> _Selected excerpt_:
-- begin --
Who Does What? How to Quickly Adopt ITIL Roles and Responsibilities

The ITIL Guru sat at his desk, looking over the latest monthly IT performance summary. Since he was the Continuous Improvement Practice advisor, he tried to make sense of it. The phone rang.

"Good morning. How may I help you?"

"Hi, Guru. I am the new CIO, Bill. I met with the executive board today. After investing in an ITSM (IT Service Management) tool and ITIL 4 Foundation training, the board is concerned that our IT performance has not significantly improved. I understand that you came to our company with a lot of ITIL experience. Do you have any insights?"

"I was reviewing the performance summary when you called. You are right, and the reports do not show a significant change. There is only one reason for such an overall result. We have not fully embraced ITIL through roles and responsibilities."


ITIL Roles & Responsibilities

Photo Attribution: UncleFredDesign/Shutterstock.com

"Can you come to my office at noon? I will order sandwiches and invite my direct reports if you don't mind. I want to hear your advice."

"Yes. Noon and sandwiches work for me."

If ITIL is Not Producing the Results You Want, Look to Roles and Responsibilities

"Thanks for inviting me today. Bill asked me for my opinion on why our ITIL rollout is taking so long.

"First, I will give you my 30,000-mile view. I believe that the root cause was an incomplete launch of IT Service Management, best practices project. I am excited that Bill has recognized this and now wants to correct his predecessor's project.

"Of course, we did some key things right:

  • We purchase an excellent ITSM application that supports all ITIL practices.
  • We sent some staff to ITIL 4 Foundation training.

"Areas where the project missed the mark:

  • We did not send senior IT staff to ITIL training. So now, there are no ITIL leaders.
  • We have not activated all ITSM Practices. We only licensed everyday ITIL Practices from our old tracking system. Of the 34 ITIL Practices that depend on each other, we only authorized eight Practices (less than a quarter).
  • We failed to assign new Foundation-trained people to improvement projects. They come away from training ready to apply ITIL best practices, and there is no one there to lead them. We lose the momentum.
  • We do not have a clear ITIL vision, goals, or a path to service excellence.
  • And lastly, we have not identified the important ITIL roles or assigned staff.

"Before I describe a simple solution, I don't want you to be too hard on yourselves. Regrettably, these are common failures in the ITSM space."

"As the new CIO, I agree 100%, Team. I am not one to look back and feel bad or wish it had been different. Instead, we should look forward and learn from our mistakes.
-- end --
[Image region labeling entries]
-- begin --
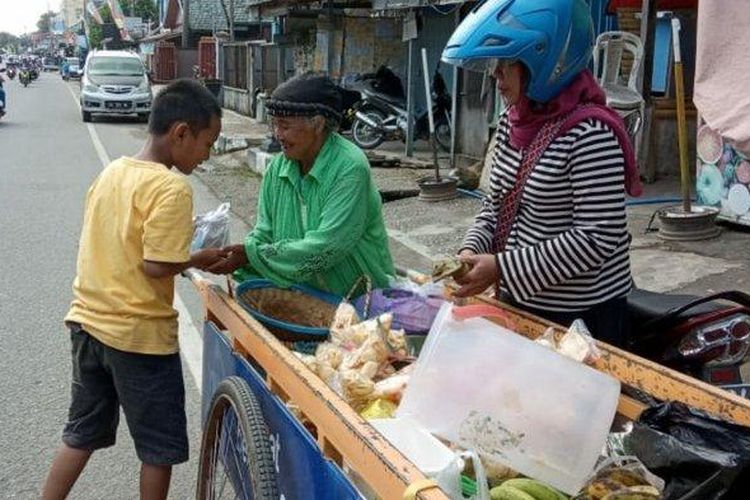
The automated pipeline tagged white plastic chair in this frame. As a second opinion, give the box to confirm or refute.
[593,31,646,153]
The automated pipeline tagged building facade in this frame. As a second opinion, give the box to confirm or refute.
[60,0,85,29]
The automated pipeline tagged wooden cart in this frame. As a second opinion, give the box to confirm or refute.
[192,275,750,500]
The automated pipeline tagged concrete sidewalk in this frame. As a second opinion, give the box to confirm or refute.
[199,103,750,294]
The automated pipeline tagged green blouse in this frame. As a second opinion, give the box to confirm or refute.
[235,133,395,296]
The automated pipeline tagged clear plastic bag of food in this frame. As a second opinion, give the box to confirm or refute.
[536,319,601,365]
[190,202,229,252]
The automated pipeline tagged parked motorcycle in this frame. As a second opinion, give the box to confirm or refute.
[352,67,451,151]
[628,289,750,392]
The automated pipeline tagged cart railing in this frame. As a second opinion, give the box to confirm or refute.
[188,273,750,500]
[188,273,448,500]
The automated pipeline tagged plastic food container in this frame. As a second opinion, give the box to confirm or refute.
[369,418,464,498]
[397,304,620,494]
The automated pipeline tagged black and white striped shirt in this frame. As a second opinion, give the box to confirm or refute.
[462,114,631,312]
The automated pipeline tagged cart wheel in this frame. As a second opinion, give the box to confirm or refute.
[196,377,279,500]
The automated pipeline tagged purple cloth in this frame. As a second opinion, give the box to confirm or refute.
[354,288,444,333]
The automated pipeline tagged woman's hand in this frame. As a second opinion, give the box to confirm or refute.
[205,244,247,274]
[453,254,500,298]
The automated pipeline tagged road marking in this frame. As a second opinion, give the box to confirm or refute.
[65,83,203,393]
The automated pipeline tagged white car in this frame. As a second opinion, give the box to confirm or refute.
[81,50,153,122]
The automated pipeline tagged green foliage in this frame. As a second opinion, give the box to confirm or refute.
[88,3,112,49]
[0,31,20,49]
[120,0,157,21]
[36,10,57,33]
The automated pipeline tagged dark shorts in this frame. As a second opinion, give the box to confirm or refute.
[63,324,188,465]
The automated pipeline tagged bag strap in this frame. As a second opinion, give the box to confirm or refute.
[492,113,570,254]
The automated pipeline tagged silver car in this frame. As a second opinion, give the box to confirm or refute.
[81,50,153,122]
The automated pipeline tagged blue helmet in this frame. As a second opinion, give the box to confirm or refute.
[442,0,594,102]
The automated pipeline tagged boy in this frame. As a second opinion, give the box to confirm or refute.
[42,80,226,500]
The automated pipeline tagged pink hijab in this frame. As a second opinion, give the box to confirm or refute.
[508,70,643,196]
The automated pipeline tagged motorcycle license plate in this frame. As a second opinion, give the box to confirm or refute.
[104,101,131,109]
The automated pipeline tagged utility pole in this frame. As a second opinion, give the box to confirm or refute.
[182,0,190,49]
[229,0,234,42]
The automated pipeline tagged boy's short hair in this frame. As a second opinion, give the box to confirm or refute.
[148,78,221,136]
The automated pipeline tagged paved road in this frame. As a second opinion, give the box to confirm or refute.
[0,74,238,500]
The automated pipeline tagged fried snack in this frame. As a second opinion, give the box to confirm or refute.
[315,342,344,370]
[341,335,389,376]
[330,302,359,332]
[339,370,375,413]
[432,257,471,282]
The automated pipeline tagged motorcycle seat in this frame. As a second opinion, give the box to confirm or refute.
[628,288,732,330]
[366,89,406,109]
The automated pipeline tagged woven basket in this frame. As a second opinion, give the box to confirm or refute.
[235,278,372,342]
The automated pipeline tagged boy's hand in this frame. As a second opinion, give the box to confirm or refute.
-- end --
> _Exercise task 1_: In the ITIL roles article, how many of the 34 ITIL Practices did the company authorize?
> _Exercise task 2_: Please print the ITIL roles article between "If ITIL is Not" and "taking so long.", inclusive.

> _Reply 1_: Eight, which is less than a quarter.

> _Reply 2_:
If ITIL is Not Producing the Results You Want, Look to Roles and Responsibilities

"Thanks for inviting me today. Bill asked me for my opinion on why our ITIL rollout is taking so long.